▶ Document segment:

▶

Principal Component Analysis (PCA) in AltAnalyze

In addition to the default pipeline output of two-dimension PCA plots, PCA can be run on its own using multiple customized options. These include optionally displaying sample labels and viewing a PCA plot interactively in two or three-dimensions.

Running PCA

From the AltAnalyze main menu, select your species and platform. Instead of indicating the platform you can also select "Other ID" as the data type and the gene system you are analyzing as the "platform ID". Select Continue and then Additional Analyses. From here, select Principal Components to see the options for loading your input ID file.

The input file is an expression matrix. If you have already run AltAnalyze all significantly changed genes from AltAnalyze can be selected from the file ExpressionOutput/Clustering/SampleLogFolds-MyDataset.txt. It is recommended that sample names belonging to different groups have the group name included as (GroupName:SampleName). PCA will typically take anywhere from 10 seconds to an hour depending on the size of the dataset (50 genes to 20,000).

◀

(Image point grounding data)
▶

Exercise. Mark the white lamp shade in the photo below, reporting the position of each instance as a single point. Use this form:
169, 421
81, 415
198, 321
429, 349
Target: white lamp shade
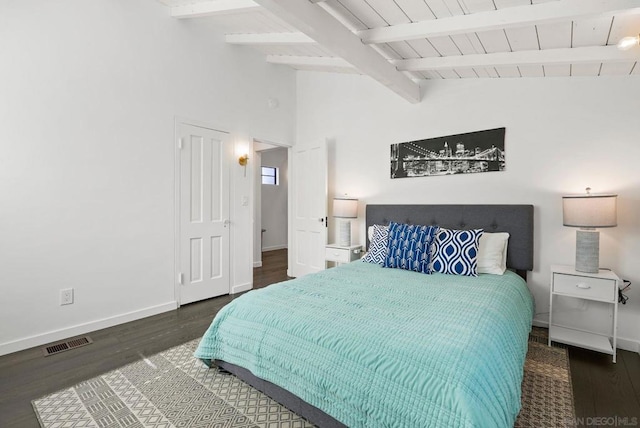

◀

▶ What this exercise asks:
1/ In the AltAnalyze PCA text, list each option or menu entry that the reader is told by name to select.
2/ Transcribe from the AltAnalyze PCA text everything from "Principal Component Analysis" down to "input ID file.".

▶ Answers for the tasks:
1/
Other ID
Continue
Additional Analyses
Principal Components

2/
Principal Component Analysis (PCA) in AltAnalyze

In addition to the default pipeline output of two-dimension PCA plots, PCA can be run on its own using multiple customized options. These include optionally displaying sample labels and viewing a PCA plot interactively in two or three-dimensions.

Running PCA

From the AltAnalyze main menu, select your species and platform. Instead of indicating the platform you can also select "Other ID" as the data type and the gene system you are analyzing as the "platform ID". Select Continue and then Additional Analyses. From here, select Principal Components to see the options for loading your input ID file.